Output the data below in full, character for character.

* start Data provided *

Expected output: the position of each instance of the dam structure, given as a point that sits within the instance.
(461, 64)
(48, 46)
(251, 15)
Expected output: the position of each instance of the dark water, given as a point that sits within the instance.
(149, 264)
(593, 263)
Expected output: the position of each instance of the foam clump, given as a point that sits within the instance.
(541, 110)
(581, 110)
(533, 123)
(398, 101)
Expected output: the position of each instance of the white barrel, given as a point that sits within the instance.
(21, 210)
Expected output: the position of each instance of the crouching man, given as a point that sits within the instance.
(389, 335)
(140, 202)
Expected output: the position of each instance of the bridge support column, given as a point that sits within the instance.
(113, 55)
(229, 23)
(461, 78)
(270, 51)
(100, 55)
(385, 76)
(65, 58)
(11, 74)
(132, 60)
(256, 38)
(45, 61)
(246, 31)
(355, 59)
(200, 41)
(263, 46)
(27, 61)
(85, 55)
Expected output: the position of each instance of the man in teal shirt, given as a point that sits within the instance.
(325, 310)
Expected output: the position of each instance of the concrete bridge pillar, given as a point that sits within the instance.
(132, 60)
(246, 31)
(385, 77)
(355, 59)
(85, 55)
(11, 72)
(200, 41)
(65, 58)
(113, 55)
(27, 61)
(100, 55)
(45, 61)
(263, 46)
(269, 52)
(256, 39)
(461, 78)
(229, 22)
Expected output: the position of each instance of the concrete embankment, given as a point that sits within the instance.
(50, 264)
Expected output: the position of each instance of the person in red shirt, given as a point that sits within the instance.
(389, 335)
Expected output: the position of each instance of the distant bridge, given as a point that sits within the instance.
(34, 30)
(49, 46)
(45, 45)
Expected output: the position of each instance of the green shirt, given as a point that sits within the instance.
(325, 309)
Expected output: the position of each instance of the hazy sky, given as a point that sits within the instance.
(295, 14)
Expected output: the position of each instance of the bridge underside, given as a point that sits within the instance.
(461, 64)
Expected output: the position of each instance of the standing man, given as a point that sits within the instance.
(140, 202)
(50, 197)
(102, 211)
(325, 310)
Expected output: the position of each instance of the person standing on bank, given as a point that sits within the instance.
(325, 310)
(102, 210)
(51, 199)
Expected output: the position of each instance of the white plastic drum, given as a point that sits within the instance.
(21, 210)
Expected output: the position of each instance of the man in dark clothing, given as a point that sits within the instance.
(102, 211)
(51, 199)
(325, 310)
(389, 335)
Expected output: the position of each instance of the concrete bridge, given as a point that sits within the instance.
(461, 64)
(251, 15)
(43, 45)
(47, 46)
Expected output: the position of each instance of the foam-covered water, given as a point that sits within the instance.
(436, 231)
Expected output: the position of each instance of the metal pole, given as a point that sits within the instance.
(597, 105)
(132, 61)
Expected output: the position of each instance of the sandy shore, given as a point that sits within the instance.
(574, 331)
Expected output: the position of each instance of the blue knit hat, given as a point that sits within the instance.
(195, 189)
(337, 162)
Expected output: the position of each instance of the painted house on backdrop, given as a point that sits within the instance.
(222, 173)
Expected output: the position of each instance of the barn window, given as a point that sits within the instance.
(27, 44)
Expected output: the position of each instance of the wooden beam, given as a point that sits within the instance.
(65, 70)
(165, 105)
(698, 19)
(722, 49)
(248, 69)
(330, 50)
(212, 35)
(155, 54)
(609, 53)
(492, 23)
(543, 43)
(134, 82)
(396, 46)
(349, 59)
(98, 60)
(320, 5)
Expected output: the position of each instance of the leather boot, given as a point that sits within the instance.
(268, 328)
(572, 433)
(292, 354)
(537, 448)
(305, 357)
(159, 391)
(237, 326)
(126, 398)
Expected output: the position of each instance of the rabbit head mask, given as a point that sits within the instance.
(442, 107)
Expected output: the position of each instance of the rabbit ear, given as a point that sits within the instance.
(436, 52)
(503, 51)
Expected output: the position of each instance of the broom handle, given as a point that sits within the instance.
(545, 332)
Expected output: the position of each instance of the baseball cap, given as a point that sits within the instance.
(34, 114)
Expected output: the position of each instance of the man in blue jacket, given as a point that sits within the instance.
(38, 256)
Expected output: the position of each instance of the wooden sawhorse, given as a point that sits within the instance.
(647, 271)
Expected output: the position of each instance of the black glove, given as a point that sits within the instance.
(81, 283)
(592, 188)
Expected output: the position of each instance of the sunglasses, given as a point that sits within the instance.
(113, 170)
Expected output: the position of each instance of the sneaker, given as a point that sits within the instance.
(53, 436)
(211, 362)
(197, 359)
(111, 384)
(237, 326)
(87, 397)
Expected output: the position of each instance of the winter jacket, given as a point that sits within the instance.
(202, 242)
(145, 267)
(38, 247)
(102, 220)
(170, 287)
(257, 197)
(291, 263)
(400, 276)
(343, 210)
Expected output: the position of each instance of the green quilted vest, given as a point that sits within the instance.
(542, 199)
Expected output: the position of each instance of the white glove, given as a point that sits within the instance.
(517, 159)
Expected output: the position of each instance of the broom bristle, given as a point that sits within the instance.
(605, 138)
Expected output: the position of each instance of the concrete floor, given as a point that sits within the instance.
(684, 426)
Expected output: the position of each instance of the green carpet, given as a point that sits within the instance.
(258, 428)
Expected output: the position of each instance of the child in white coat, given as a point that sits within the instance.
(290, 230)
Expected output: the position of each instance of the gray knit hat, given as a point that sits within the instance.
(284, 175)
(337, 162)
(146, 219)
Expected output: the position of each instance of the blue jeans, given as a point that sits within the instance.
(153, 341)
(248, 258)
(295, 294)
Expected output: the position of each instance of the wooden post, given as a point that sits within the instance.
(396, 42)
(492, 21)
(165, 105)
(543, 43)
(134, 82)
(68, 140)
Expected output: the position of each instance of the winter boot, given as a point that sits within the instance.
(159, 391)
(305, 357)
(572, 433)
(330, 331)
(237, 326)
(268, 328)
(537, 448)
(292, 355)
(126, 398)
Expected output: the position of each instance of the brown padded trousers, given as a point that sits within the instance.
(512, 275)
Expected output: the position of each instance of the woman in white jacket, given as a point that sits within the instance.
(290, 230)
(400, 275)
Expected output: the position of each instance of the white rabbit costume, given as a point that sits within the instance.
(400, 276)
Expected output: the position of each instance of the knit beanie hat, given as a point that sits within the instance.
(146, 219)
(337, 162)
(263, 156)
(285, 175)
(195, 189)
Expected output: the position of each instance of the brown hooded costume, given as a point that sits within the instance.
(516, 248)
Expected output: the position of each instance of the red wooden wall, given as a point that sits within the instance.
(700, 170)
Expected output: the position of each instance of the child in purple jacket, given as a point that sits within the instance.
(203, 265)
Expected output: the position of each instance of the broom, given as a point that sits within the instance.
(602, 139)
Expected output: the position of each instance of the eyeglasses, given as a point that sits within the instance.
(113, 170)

* end Data provided *

Full solution:
Expected output: the position of each instance of the dam structure, given as a point that sits within the instance.
(461, 64)
(48, 46)
(251, 15)
Expected output: the position of each instance of the dark water, given as a point that sits within the instance.
(149, 264)
(593, 263)
Expected output: the position of each instance of the foam clump, given as a point that sits within the instance.
(541, 110)
(581, 110)
(533, 123)
(398, 101)
Expected output: the position of each instance of the white barrel, given as a point that sits within the instance.
(21, 210)
Expected output: the position of each instance of the crouching man, given as a point that sits within the instance.
(389, 335)
(140, 202)
Expected output: the position of each instance of the bridge support column, given as a point that sits within the instance.
(113, 55)
(229, 23)
(461, 78)
(270, 51)
(100, 55)
(385, 76)
(65, 58)
(11, 74)
(132, 60)
(256, 38)
(45, 61)
(246, 31)
(355, 59)
(200, 41)
(263, 46)
(27, 61)
(85, 55)
Expected output: the position of each instance of the man in teal shirt, given as a point that sits within the instance.
(325, 310)
Expected output: the position of each instance of the concrete bridge pillar, given as a point that sits within the instance.
(132, 60)
(246, 31)
(385, 77)
(355, 59)
(85, 55)
(11, 72)
(200, 41)
(65, 58)
(113, 55)
(27, 61)
(100, 55)
(45, 61)
(263, 46)
(269, 52)
(256, 39)
(461, 78)
(229, 22)
Expected output: the position of each instance of the concrete embankment, given as a point that sits within the instance.
(50, 264)
Expected output: the position of each instance of the person in red shirt, given as a point that sits within the instance.
(389, 335)
Expected output: the position of each instance of the distant bridge, given as a point that sits within the instance.
(34, 30)
(49, 46)
(45, 45)
Expected output: the position of each instance of the green shirt, given as a point that sits within the instance.
(325, 309)
Expected output: the position of each instance of the hazy sky, given as a point that sits within the instance.
(295, 14)
Expected output: the position of each instance of the bridge underside, given as a point that sits within the instance.
(461, 64)
Expected output: the position of each instance of the standing man, given as a point that sits within the instance.
(140, 202)
(50, 197)
(102, 211)
(325, 310)
Expected output: the position of each instance of the person standing on bank, given as a point that sits within the instance.
(325, 310)
(102, 210)
(51, 199)
Expected output: the position of each instance of the white plastic drum, given as a point that sits within the instance.
(21, 210)
Expected output: the position of each instance of the man in dark clothing, given as a point that sits within the instance.
(102, 211)
(51, 199)
(325, 310)
(389, 335)
Expected output: the position of each instance of the concrete bridge, given as a point that sits within the instance.
(461, 64)
(251, 15)
(43, 45)
(47, 46)
Expected output: the position of each instance of the foam-covered water, given as a point that sits within the instance.
(436, 231)
Expected output: the position of each instance of the metal pole, given as a point that sits within the instance.
(597, 105)
(132, 61)
Expected output: the position of each instance of the sandy shore, given as a point that sits within the instance.
(574, 331)
Expected output: the position of each instance of the blue knit hat, given as a point that sits within the instance.
(195, 189)
(337, 162)
Expected output: the position of each instance of the painted house on backdrop, given as a point that sits within the instance.
(222, 173)
Expected output: the position of each instance of the barn window, given as a point that sits within the instance.
(27, 44)
Expected output: the position of each instance of the wooden beam, given as a point that sits within the instance.
(65, 70)
(165, 105)
(698, 19)
(722, 49)
(248, 69)
(330, 50)
(212, 35)
(155, 54)
(609, 53)
(492, 23)
(543, 43)
(134, 82)
(396, 46)
(349, 59)
(98, 60)
(320, 5)
Expected output: the position of each instance of the leather boot, given as a point that sits within the instance.
(268, 328)
(572, 433)
(292, 354)
(537, 448)
(305, 357)
(159, 391)
(237, 326)
(126, 398)
Expected output: the position of each instance of the rabbit head mask, given as a point that sits within the instance.
(442, 107)
Expected output: the position of each instance of the rabbit ear, given as a point that sits within the instance.
(436, 52)
(503, 51)
Expected output: the position of each instance of the broom handle, given as a point that sits within the instance.
(545, 332)
Expected output: the position of each instance of the baseball cap, given as a point that sits within the instance.
(34, 114)
Expected output: the position of each instance of the man in blue jacket, given as a point that sits within the instance.
(38, 256)
Expected output: the position of each instance of the wooden sawhorse, given as a point that sits within the instance.
(647, 271)
Expected output: the position of each instance of the black glove, given as a point that sits within the instance.
(81, 283)
(592, 188)
Expected output: the position of each instance of the sunglasses, given as a point that sits within the instance.
(113, 170)
Expected output: the position of each instance of the sneaker, given as a point that sits within the instance.
(53, 436)
(211, 362)
(197, 359)
(111, 384)
(237, 326)
(87, 397)
Expected output: the position of each instance of the winter jacket, given as a point that sits within the instance.
(202, 242)
(145, 267)
(38, 247)
(102, 220)
(170, 287)
(257, 197)
(291, 263)
(400, 276)
(343, 210)
Expected output: the position of each instance of the green quilted vest, given as a point that sits within the instance.
(542, 199)
Expected output: the position of each instance of the white glove, given as a point that sits within the instance.
(517, 159)
Expected output: the position of each instance of the broom bristle, given as a point that sits within the instance.
(605, 138)
Expected output: the position of each instance of the concrete floor, given as a point that sits within the instance.
(684, 426)
Expected output: the position of each instance of the green carpet, given as a point that sits within the instance.
(258, 428)
Expected output: the position of each instance of the child in white coat, given as a point that sits within the instance.
(290, 230)
Expected output: the position of each instance of the gray knit hat, given as a point that sits within the instance.
(284, 175)
(337, 162)
(146, 219)
Expected output: the position of each instance of the blue jeans, given as a point that sits within the instance.
(153, 341)
(248, 258)
(295, 294)
Expected output: the position of each instance of the wooden post, given as a point that sits within the instance.
(396, 42)
(492, 21)
(165, 105)
(543, 43)
(134, 82)
(68, 140)
Expected output: the position of each instance of the winter boot, given as a point that sits within the instance.
(159, 391)
(305, 357)
(572, 433)
(330, 331)
(237, 326)
(268, 328)
(537, 448)
(292, 355)
(126, 398)
Expected output: the position of each instance of the brown padded trousers, given as a point that sits within the instance.
(512, 275)
Expected output: the position of each instance of the woman in white jacket, given as a point that sits within the instance.
(290, 230)
(400, 275)
Expected output: the position of each instance of the white rabbit costume, given as a point that sits within the instance.
(400, 276)
Expected output: the position of each instance of the knit beanie hat, given as a point that sits within the instance.
(146, 219)
(337, 162)
(263, 156)
(285, 175)
(195, 189)
Expected output: the position of each instance of the brown hooded costume, given as a point that sits within the instance.
(516, 248)
Expected output: the position of each instance of the red wooden wall, given as a point that sits within the instance.
(700, 170)
Expected output: the position of each instance of the child in purple jacket, given as a point that sits within the instance.
(203, 265)
Expected output: the position of each instance of the broom, given as a point that sits within the instance.
(602, 139)
Expected output: the position of each instance of the eyeglasses, given as a point that sits within the instance.
(113, 170)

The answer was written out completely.